-- Given text follows --

Yes, she did say that.

Anyway, I wasn't sure she
should know that we know.

No, you did the right thing.

George, go to her office

and see if you can find anything

- that pertains to James Smith.
- Sir.

I wasn't lying

if that's what you're thinking.

You said you'd never seen him.

I didn't know that man was James Smith.

The bartender said you
were staring at him.

I wasn't...

I don't stare.

Staring is obvious; I'm a professional.

You were looking at him.

I thought he might be a client.

I received a call from
a telephone exchange.

A man asked to meet with me
at O'Donnell's at 8 o'clock.

Are you in the habit of
meeting strangers in taverns?

Meeting with clients in taverns

comprises a good part of my business.

- (bell tolling outside)
- Who was this client?

I don't know.

He never showed up.


Believe me, if I had known
that man was James Smith,

I would have delivered the
letter right then and there

and saved myself a lot of bother.

-- Given text concluded --

Problems to work on =>
**a.** Reproduce the stretch of the dialogue from "Are you in the" through "never showed up." word for word.
**b.** Answer these questions using the dialogue:
(i) Who is sent to go to her office?
(ii) Where and at what time was the meeting with the caller set?
(iii) What is staring said to be?
**c.** Pick up the dialogue after its final line and carry the scene forward.

-- Dataset follows --

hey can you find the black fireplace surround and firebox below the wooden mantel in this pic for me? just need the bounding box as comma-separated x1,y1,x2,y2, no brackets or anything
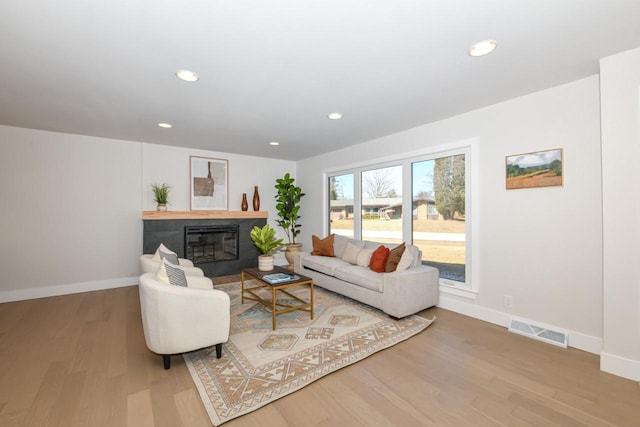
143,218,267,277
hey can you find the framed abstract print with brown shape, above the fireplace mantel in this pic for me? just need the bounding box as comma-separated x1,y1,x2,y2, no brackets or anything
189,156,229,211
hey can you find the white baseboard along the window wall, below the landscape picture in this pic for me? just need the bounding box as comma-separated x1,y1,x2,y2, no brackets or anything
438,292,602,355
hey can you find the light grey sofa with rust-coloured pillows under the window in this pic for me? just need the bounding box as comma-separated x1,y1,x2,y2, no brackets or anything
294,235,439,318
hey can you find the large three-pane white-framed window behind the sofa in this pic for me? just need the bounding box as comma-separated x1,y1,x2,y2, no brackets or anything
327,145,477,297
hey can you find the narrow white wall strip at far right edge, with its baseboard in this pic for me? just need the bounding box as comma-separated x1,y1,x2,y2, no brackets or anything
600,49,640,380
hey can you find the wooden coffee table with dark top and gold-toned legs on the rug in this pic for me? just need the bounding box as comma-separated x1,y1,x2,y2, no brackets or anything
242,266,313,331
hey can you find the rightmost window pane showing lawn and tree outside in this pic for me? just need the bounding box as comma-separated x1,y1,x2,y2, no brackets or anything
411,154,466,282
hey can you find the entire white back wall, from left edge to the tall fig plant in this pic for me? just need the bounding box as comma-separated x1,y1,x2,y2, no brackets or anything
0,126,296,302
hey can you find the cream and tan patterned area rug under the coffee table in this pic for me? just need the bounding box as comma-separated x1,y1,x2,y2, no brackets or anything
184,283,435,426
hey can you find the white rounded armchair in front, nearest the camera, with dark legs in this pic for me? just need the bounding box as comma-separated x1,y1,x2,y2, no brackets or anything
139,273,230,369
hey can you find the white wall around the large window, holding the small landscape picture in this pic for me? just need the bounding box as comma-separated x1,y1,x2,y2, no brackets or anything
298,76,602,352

-- Dataset concluded --
-- Dataset follows --

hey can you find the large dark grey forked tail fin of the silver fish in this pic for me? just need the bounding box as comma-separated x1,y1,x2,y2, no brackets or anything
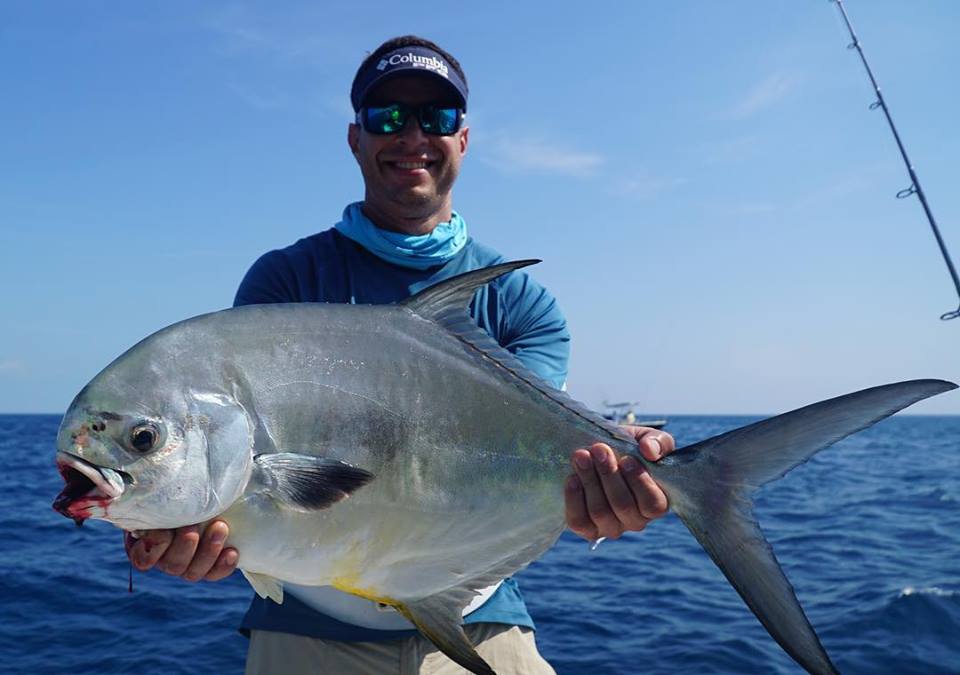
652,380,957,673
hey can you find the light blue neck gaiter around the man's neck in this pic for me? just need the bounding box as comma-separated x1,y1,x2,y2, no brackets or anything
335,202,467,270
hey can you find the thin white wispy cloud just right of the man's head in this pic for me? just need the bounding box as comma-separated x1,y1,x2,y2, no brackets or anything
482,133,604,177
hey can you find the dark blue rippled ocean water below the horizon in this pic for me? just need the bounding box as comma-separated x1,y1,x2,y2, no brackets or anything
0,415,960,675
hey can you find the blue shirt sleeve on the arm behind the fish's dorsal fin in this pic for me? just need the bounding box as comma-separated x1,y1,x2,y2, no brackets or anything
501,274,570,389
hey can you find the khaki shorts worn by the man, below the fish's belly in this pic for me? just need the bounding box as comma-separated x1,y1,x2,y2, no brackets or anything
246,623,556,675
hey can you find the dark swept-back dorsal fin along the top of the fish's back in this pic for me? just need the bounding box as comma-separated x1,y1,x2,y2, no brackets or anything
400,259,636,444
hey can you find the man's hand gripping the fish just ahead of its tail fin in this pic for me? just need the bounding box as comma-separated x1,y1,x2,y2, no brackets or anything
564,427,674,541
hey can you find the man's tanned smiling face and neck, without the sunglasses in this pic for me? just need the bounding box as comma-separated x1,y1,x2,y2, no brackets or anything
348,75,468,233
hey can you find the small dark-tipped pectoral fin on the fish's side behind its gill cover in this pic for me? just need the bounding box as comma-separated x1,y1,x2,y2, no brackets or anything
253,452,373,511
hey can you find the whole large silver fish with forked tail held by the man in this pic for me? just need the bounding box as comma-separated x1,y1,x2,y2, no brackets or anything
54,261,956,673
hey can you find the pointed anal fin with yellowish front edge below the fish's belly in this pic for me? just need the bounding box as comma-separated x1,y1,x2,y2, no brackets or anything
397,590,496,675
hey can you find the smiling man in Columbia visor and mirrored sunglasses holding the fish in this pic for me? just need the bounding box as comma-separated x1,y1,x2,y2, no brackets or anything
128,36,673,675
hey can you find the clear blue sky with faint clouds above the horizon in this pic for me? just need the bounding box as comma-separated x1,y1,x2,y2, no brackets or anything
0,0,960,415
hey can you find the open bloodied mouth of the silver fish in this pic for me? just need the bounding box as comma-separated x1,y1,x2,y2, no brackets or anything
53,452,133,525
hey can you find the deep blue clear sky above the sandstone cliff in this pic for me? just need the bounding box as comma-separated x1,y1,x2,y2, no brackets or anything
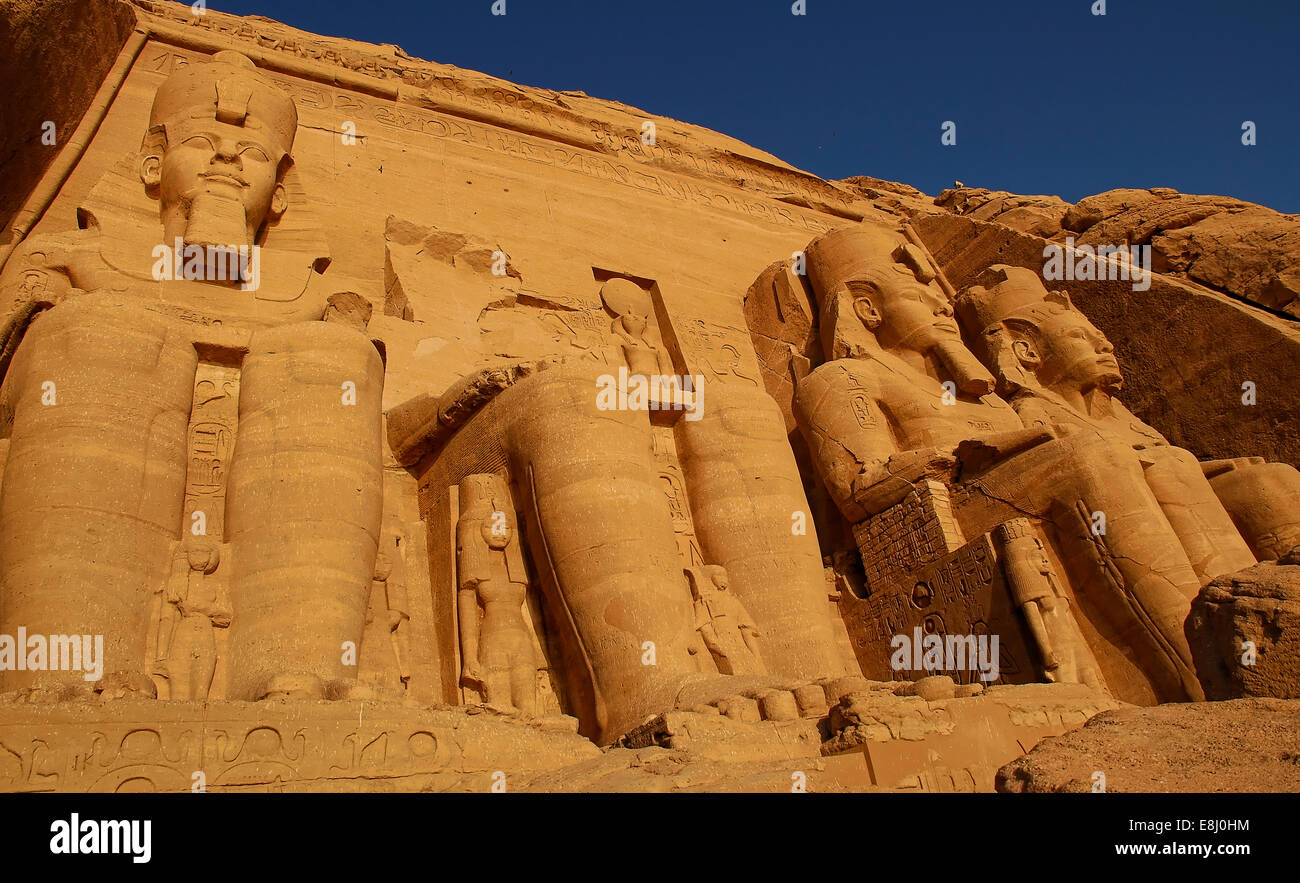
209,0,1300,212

-- Dataset concluded --

Answers by item =>
**a.**
Are you in the habit of
meeting strangers in taverns?

Meeting with clients in taverns

comprises a good part of my business.

- (bell tolling outside)
- Who was this client?

I don't know.

He never showed up.

**b.**
(i) George
(ii) At O'Donnell's at 8 o'clock
(iii) Obvious

**c.**
Sir we found these
in Miss Pink's office.

She had them filed under James Smith.

I've shown them to several
of Mr. Smith's neighbours;

they all positively identified him.

Sir, she not only knew who he was...

She was following him.

Sir, she could be our killer.

(indistinct conversations)

So it's to be a formal interview.

Am I a suspect?

Did you take these photographs?

No. I did not.

Do you know who that is?

Should I?

Please, answer the question, Miss Pink.

"Miss Pink," is it?

Very well, Detective.

It's James Smith!

So you do know what he looks like.

He's the man I saw at O'Donnell's.

The man you said was Smith.

We've been over this.

You've never seen these
photographs before?




they were found in your files.

You went into my office?

- You went through my files!?
- I needed to know the truth.

And I've answered you truthfully.

I've done nothing wrong!

You, on the other hand, have breached

the confidentiality
I swore to my clients.

So you don't know how they
ended up in your files.

What's your explanation then?


clearly everything
I've told you is a lie.

I've been secretly
following James Smith,

or whoever he is,

and after going to considerable effort

to leave a trail of
evidence pointing to me,

I killed him and kidnapped his son.

Or who knows, maybe
I killed the son, too.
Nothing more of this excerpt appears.